> **The task**
Print out each record below, unaltered and complete, without its images.

Raw records
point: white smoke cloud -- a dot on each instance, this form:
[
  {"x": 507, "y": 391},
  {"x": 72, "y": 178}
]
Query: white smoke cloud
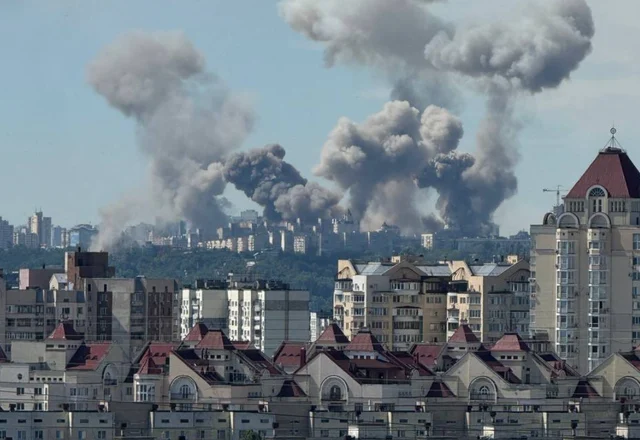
[{"x": 187, "y": 121}]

> **Complete answer**
point: white smoke cloud -- a dot on each instance, this form:
[
  {"x": 507, "y": 391},
  {"x": 72, "y": 178}
]
Query: white smoke cloud
[{"x": 187, "y": 121}]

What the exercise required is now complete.